> [What is being asked]: Can you edit the lines from the one containing "Outline every instance of the fingers" up to and including the one containing "M 330 307 L", so that "background" becomes "exterior" and all else stays unchanged?

> [Information shown]:
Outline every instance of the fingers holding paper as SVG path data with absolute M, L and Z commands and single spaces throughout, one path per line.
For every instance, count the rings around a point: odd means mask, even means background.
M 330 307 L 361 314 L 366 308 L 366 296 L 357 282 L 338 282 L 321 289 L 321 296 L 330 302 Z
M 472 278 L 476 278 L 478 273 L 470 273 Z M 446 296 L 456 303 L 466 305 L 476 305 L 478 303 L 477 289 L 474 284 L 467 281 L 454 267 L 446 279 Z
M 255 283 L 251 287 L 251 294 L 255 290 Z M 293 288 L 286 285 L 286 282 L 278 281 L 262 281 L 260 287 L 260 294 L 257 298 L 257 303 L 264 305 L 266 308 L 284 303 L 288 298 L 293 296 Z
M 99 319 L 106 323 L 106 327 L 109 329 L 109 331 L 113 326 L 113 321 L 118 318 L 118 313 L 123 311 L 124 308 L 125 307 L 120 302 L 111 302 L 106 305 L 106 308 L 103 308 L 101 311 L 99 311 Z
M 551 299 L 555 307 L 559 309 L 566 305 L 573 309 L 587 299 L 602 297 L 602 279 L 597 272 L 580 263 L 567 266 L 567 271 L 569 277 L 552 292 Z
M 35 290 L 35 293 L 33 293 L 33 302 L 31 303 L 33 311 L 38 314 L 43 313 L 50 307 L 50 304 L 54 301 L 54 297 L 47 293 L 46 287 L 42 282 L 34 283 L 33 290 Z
---
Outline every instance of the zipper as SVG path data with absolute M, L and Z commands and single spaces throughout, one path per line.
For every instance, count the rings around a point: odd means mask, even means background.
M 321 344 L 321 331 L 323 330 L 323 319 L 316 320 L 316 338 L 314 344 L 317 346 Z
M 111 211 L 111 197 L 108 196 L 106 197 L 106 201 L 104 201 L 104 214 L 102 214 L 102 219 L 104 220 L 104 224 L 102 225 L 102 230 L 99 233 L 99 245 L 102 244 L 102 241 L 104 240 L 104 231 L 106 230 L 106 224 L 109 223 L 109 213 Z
...
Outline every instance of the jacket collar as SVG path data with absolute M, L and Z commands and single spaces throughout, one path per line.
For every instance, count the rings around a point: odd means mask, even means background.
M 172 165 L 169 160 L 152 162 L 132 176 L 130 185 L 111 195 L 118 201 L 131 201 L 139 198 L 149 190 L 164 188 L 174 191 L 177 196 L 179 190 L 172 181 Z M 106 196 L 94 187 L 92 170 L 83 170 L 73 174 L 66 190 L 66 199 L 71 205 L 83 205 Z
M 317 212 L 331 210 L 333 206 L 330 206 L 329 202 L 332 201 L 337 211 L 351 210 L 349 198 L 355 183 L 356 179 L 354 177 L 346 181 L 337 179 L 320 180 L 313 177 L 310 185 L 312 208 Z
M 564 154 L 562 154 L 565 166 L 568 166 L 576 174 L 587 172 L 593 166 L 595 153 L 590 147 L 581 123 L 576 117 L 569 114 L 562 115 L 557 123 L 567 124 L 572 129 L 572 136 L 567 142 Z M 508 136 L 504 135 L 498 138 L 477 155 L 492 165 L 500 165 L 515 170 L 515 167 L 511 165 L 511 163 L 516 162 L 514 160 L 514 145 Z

> [Answer in full]:
Outline every instance of the fingers holding paper as SVG path data with absolute M, L and Z commands and single spaces throughout, one path per line.
For every instance, count the rings around a point: odd means mask, even means exterior.
M 330 307 L 361 314 L 366 308 L 366 296 L 357 282 L 338 282 L 321 289 L 321 296 L 330 302 Z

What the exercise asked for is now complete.